LISTED ENTRIES:
[BEGIN]
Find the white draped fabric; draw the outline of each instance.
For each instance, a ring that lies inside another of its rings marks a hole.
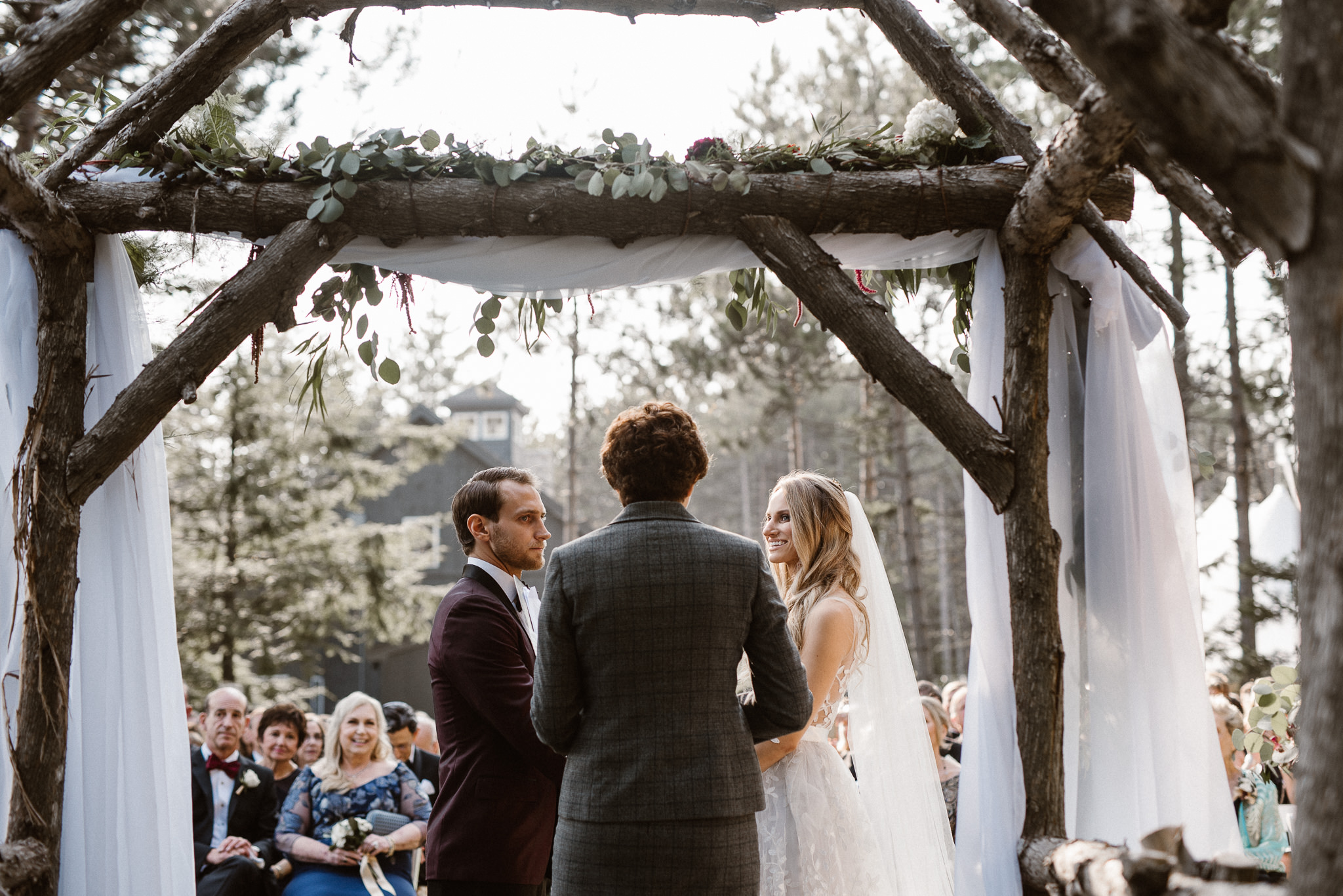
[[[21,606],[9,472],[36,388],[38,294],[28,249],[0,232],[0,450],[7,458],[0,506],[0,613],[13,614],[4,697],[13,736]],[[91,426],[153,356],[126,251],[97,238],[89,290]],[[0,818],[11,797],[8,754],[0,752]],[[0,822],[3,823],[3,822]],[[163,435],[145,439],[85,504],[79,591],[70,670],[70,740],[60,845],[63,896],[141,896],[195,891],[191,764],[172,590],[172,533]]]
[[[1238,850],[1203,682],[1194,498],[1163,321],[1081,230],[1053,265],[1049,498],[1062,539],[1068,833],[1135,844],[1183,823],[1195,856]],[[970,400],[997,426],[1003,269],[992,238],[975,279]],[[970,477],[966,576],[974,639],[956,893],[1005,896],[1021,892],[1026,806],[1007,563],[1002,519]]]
[END]
[BEGIN]
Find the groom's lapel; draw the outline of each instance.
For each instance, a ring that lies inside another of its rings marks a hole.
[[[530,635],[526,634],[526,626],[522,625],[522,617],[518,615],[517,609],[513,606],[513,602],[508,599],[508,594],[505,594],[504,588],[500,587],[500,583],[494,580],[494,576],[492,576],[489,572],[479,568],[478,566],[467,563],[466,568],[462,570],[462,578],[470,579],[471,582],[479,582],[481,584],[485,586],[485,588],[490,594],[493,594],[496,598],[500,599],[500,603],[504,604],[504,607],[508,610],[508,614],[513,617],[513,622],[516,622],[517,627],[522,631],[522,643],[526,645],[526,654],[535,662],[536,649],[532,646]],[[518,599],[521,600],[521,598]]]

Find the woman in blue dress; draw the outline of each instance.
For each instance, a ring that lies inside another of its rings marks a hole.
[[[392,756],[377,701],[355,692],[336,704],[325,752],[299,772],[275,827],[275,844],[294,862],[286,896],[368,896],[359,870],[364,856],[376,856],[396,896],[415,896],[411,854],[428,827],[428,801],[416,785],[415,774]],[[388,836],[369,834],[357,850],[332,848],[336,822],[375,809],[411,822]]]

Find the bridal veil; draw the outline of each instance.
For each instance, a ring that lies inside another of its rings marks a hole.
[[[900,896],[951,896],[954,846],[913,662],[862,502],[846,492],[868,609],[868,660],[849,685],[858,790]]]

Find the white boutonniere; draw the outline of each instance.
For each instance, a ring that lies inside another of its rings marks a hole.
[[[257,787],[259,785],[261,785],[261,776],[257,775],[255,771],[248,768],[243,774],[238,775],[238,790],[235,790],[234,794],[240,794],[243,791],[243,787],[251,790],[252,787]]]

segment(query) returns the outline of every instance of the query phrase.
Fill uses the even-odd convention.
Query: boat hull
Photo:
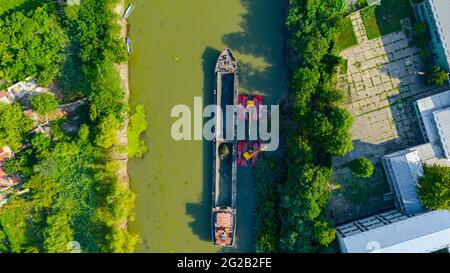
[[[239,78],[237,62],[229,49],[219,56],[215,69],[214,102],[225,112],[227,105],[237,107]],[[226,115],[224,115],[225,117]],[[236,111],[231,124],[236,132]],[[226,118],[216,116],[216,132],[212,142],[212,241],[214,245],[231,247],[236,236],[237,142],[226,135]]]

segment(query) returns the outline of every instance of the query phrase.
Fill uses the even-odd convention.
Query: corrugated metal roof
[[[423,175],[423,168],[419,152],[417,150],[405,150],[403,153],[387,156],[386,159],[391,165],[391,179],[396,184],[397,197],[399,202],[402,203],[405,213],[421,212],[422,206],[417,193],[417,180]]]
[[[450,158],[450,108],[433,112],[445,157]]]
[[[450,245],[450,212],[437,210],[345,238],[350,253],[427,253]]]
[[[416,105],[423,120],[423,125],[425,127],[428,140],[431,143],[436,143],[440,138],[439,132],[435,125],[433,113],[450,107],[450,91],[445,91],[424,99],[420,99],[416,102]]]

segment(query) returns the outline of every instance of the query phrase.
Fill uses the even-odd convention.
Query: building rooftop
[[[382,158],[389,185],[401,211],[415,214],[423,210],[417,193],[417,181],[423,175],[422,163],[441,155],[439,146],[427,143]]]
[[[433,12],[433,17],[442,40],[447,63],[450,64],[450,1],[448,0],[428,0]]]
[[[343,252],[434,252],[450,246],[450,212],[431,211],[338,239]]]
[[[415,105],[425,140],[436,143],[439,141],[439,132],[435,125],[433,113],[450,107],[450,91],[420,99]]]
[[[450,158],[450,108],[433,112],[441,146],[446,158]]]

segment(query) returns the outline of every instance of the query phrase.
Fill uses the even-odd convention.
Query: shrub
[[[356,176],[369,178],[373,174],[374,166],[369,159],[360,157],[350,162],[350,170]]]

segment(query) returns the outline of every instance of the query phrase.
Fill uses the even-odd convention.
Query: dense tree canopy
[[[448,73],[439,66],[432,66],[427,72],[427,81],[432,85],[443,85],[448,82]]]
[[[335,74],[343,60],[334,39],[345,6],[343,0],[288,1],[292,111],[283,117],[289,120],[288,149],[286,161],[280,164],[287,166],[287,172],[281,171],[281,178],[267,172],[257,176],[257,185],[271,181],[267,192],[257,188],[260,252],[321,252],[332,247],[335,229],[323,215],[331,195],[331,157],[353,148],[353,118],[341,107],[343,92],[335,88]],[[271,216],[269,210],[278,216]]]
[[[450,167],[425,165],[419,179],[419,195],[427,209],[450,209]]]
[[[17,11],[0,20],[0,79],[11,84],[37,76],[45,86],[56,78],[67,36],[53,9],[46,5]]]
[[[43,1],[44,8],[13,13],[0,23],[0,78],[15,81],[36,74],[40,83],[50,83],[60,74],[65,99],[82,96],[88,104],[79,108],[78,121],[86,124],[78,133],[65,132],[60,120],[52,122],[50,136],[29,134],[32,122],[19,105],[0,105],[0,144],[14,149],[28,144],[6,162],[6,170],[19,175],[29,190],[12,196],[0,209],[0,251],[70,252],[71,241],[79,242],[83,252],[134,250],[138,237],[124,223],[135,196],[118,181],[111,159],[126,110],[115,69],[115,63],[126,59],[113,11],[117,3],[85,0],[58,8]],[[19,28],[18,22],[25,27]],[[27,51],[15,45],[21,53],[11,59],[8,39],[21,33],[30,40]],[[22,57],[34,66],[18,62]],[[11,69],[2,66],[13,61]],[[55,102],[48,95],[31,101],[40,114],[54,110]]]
[END]
Report each line of the entries above that contains the word "white", copying every such line in full.

Find the white draped fabric; draw the outline of each instance.
Find the white boutonniere; draw the outline of each instance.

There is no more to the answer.